Extrait du document:

*****

Oui, je ne crois pas que tu puisses déjà compter sur Loulou, si après le service il veut repartir et qu’il a la chance, il faut le laisser aller, car cela ne peut jamais lui faire trop de bien et il en profitera toute sa vie. Je peux me rendre compte presque tous les jours que si quelqu’un de Milex Elem avait un peu plus été par le monde, on aurait fait bien des choses autrement et mieux, surtout avec les clients et les conditions de travail ici en Orient, car il y aurait eu à gagner beaucoup. Maintenant c’est trop tard, tout est gâté par le Japon et aussi la crise qui sévit aussi  terriblement.  Des fois, je me dis que je voudrais bien retourner 3-4 ans en arrière avec l’expérience que j’ai acquise pendant cette dernière année, mais c’est des affaires de mon mari qu’il faut que je m’occupe et bien qu’elle soient d’un tout autre genre, il faut y en mettre aussi. Ma tâche maintenant consiste à devenir une femme accomplie, bien diriger sa barque parmi tous les écueils qui se présentent. C’était un terrain rude que j’ai eu à travailler mais j’ai beaucoup appris et grâce à l’aide de Buby pour une grande partie, je sors victorieuse. Pourvu que la crise ne nous joue pas de plus mauvais tour encore, alors nous pouvons être plus que contents. Nous sommes de nouveau ici pour 2 ½ jours, et le 20 courant, dimanche prochain, nous y reviendrons. C’est donc une vie un peu en l’air ces derniers temps, ça me va, et  tant que je peux tenir mon budget en équilibre, malgré ces frais, j’en jouis sans contrainte.
plage près de Cilacap


Ce matin, j’ai fait une longue promenade au bord de la mer, c’était magnifique. Les pêcheurs étaient en train de retirer les filets, pendant que sur la grève, il y avait un vendeur ambulant qui avait tout l’attirail nécessaire pour apprêter le poisson sur place. Un peu plus loin, quelques hommes, femmes et enfants portaient des offrandes (des fleurs) et disaient leurs prières à Kidoch (Nyai Roro Kidul, Queen of the south sea of Java) le dieu de la mer.

*****

Données fournies:
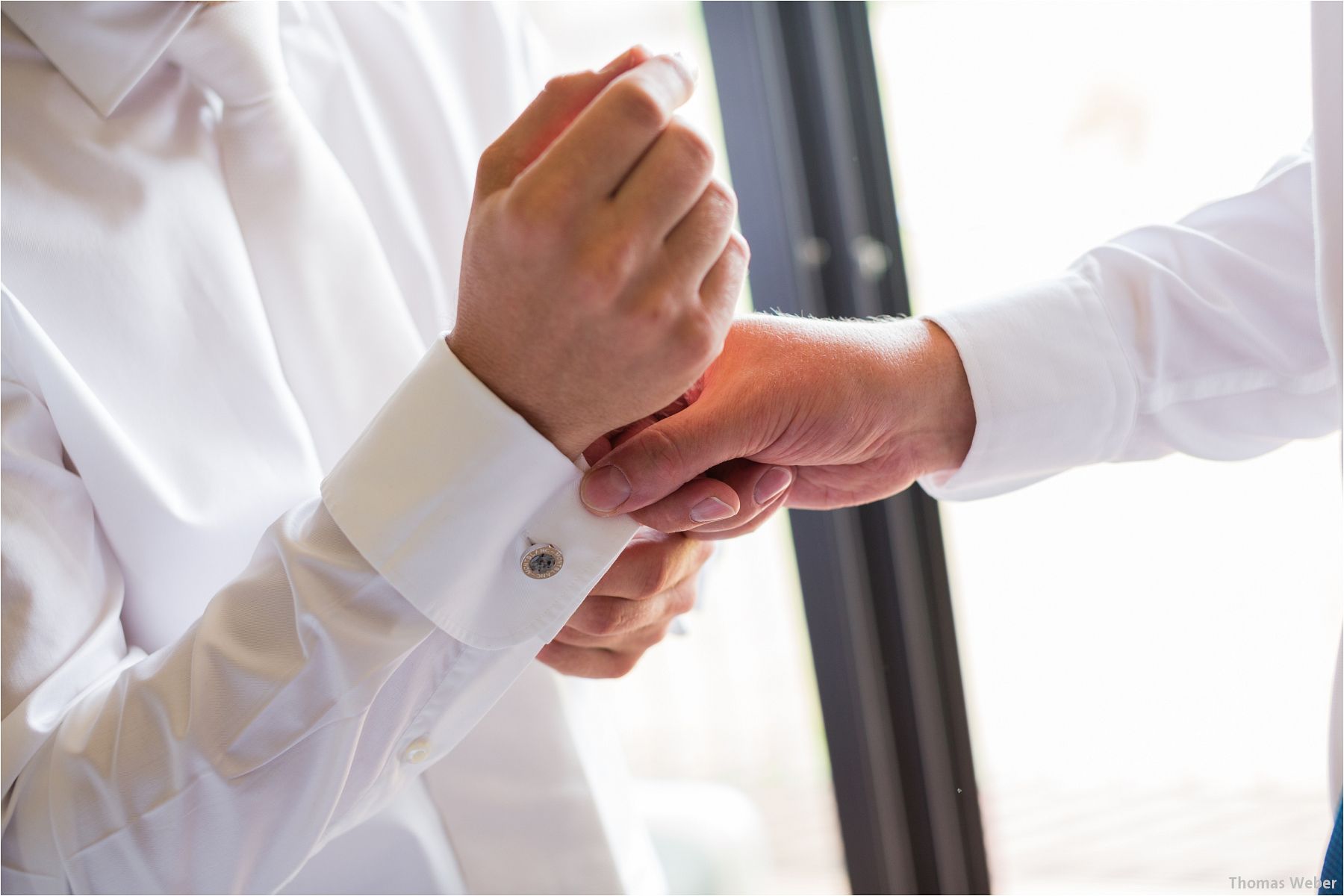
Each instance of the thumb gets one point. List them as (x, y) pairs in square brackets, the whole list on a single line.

*****

Série d'exercices:
1. Reproduisez tel quel le passage de l'extrait qui va de « plage près de » jusqu'à « dieu de la mer. » inclus.
2. Résumez l'extrait en deux phrases.

Corrigé de l'exercice:
1.
plage près de Cilacap


Ce matin, j’ai fait une longue promenade au bord de la mer, c’était magnifique. Les pêcheurs étaient en train de retirer les filets, pendant que sur la grève, il y avait un vendeur ambulant qui avait tout l’attirail nécessaire pour apprêter le poisson sur place. Un peu plus loin, quelques hommes, femmes et enfants portaient des offrandes (des fleurs) et disaient leurs prières à Kidoch (Nyai Roro Kidul, Queen of the south sea of Java) le dieu de la mer.

2. L'extrait conseille de laisser Loulou repartir après le service s'il en a la chance, regrette que personne de Milex Elem n'ait davantage vu le monde et constate qu'il est maintenant trop tard, tout étant gâté par le Japon et la crise. Il décrit aussi une longue promenade matinale au bord de la mer, où des pêcheurs retiraient les filets, un vendeur ambulant apprêtait le poisson sur place et des hommes, femmes et enfants portaient des fleurs en offrande à Kidoch, le dieu de la mer.